##### Records for this exercise

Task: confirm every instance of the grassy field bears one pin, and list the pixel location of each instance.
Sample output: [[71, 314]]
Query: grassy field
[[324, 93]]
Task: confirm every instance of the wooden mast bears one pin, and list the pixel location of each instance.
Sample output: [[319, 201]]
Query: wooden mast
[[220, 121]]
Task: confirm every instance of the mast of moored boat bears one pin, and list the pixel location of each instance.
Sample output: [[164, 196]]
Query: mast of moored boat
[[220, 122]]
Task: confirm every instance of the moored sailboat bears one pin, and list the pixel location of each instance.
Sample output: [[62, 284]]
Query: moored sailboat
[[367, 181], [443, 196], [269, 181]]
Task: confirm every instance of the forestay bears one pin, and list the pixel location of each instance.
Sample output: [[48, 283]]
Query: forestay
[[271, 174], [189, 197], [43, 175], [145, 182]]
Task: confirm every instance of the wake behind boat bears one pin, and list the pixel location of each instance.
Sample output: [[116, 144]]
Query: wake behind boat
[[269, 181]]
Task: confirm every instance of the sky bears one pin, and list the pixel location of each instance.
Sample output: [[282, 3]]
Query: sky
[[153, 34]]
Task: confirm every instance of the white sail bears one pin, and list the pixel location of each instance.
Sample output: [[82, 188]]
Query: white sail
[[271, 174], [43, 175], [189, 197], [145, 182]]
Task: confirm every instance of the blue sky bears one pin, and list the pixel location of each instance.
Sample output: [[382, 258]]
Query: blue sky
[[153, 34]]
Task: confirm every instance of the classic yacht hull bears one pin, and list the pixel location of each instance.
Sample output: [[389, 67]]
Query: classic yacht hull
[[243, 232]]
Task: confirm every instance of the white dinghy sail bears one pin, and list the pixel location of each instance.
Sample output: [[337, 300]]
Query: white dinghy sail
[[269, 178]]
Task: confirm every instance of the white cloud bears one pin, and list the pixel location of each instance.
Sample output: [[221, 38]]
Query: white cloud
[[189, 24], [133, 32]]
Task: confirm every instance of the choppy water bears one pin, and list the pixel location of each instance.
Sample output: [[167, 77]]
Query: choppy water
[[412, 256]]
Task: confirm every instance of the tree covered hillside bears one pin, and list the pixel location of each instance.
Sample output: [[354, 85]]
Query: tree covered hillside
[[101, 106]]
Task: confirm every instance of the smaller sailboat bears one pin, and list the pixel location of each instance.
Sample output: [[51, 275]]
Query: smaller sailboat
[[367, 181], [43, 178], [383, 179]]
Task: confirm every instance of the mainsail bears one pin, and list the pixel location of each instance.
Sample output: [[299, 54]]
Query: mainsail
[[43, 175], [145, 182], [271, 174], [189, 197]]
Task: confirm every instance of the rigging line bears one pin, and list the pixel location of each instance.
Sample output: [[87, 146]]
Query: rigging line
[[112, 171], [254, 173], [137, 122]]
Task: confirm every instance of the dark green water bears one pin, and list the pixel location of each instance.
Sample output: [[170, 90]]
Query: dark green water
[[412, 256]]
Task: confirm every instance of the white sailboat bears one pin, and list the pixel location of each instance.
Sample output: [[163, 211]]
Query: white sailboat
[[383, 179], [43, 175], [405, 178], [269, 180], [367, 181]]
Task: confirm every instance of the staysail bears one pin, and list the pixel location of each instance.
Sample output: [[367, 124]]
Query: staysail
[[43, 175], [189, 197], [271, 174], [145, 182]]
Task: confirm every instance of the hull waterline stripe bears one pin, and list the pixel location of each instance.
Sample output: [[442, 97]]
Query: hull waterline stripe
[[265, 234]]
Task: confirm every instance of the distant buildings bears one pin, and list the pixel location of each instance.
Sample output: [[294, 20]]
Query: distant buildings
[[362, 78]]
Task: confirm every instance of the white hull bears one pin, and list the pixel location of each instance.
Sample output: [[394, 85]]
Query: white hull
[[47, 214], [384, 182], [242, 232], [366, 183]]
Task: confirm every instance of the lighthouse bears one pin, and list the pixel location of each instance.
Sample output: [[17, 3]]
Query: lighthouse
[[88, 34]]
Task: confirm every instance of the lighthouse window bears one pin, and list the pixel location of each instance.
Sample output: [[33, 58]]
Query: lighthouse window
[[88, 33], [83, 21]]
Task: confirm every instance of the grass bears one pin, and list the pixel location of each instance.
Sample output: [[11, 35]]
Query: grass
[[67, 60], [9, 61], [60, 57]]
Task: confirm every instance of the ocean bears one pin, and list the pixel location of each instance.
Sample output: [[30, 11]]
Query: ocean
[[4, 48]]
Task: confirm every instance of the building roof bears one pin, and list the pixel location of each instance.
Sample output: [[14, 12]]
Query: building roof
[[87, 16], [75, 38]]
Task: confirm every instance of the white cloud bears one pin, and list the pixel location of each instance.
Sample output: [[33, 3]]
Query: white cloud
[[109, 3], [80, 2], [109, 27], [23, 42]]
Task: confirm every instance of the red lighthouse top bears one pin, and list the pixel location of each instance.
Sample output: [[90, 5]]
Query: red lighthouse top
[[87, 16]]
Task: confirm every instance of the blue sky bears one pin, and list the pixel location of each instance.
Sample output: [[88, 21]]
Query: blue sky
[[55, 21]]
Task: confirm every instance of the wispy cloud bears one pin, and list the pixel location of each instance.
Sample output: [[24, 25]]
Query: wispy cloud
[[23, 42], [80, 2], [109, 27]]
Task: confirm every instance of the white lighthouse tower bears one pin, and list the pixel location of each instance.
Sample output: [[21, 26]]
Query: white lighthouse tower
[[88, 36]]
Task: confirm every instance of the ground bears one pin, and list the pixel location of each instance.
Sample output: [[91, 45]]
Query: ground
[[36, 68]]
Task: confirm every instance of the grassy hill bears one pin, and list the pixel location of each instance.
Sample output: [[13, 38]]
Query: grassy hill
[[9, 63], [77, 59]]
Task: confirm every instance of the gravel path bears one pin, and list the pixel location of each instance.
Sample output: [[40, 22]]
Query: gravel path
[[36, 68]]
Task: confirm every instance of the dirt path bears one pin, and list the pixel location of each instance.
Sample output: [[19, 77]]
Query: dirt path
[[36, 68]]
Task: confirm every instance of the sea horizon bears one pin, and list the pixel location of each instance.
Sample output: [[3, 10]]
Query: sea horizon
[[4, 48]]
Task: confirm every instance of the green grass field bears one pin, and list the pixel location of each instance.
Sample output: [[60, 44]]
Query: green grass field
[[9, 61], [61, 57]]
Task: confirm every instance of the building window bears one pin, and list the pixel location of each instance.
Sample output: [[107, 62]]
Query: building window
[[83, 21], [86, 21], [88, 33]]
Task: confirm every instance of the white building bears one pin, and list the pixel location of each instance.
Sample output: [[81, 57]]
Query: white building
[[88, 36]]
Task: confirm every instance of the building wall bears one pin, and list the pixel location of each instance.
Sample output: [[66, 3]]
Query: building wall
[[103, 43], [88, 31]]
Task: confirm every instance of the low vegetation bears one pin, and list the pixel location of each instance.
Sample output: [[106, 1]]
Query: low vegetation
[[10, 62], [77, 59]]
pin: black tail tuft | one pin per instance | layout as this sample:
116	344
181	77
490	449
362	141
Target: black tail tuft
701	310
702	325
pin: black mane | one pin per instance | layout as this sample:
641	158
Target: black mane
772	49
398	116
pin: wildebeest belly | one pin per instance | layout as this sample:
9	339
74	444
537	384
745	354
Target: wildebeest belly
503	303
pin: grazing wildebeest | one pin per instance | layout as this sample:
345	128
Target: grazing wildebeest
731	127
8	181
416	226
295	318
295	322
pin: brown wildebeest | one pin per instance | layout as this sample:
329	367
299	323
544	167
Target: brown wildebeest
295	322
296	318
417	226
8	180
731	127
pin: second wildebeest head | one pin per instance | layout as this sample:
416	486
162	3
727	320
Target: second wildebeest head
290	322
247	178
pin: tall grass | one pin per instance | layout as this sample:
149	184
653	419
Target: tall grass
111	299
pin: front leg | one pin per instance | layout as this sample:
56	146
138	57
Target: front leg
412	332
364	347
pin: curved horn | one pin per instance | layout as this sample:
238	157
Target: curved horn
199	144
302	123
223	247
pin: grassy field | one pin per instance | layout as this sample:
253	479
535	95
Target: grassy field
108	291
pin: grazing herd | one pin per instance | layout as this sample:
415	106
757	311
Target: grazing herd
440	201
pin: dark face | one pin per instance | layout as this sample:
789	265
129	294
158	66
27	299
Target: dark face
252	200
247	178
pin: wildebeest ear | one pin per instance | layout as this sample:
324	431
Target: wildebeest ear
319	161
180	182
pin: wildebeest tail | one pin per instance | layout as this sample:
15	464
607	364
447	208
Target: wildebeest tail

##########
##### Records for this exercise

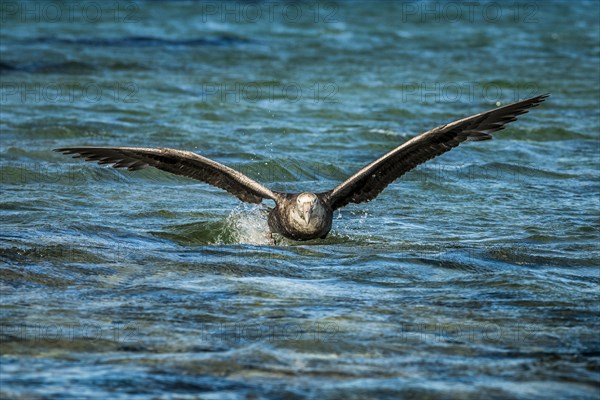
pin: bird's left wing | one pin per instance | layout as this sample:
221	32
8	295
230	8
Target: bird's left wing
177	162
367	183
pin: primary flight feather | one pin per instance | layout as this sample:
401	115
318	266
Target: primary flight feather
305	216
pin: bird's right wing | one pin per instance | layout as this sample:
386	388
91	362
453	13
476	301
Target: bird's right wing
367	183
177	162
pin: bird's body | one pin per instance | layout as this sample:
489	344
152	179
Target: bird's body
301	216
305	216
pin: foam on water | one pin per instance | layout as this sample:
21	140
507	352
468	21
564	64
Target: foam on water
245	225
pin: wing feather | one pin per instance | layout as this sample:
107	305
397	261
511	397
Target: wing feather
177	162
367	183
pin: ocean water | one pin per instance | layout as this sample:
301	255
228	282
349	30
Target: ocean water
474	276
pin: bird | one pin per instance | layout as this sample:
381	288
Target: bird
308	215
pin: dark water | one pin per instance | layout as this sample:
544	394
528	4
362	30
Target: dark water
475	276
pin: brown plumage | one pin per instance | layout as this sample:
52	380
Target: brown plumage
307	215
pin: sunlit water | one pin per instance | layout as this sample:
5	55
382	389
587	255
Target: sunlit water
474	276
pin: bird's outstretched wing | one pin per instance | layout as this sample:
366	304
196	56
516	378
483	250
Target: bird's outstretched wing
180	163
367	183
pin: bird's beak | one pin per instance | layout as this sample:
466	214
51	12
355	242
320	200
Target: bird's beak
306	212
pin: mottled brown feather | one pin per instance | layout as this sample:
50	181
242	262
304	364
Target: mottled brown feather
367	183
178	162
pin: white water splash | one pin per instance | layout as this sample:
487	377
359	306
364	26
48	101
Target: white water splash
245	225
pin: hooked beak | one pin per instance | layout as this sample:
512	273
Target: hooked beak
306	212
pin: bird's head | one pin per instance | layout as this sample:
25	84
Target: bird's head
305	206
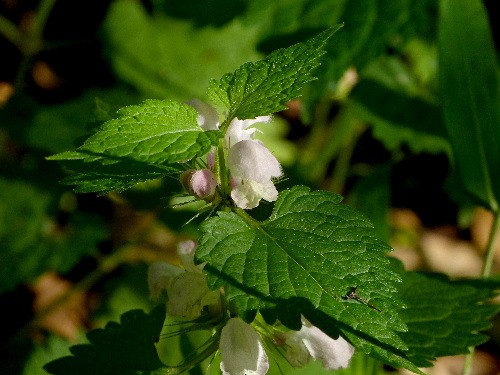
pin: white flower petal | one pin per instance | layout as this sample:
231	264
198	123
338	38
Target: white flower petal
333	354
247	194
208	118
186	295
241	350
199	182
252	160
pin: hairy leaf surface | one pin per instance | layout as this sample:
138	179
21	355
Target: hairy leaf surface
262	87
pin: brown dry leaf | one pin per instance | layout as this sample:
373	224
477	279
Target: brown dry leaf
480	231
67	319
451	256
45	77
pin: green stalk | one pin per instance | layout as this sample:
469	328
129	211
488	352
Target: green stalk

##########

*Given request*
Rewrite the rows in the part that opens with the line containing "pin: bird's head" and closes with the line containing "Target: green stalk", substituting "withered leaf" for "brown dry leaf" and keeping everything else the same. Omit the picture lines from your answer.

*Result of the exercise*
pin: bird's head | one pin per instance | layout as this sample:
25	84
Target: bird's head
305	206
pin: white flower petal | one pin per instance | layout as this sample:
231	264
198	123
338	38
Target: white flower petal
333	354
247	194
208	118
186	295
241	350
199	182
252	160
pin: hairy leaf surface | one pin per instance | layout as this sample:
138	179
21	355
Target: hairy leaf surface
262	87
pin: withered leaf | one pin per instance | layout as this sample:
373	224
477	279
Target: withered leaf
480	231
67	319
451	256
45	77
pin: green stalk | one pin per instance | layout as this sample:
469	328
129	211
488	352
Target: green stalk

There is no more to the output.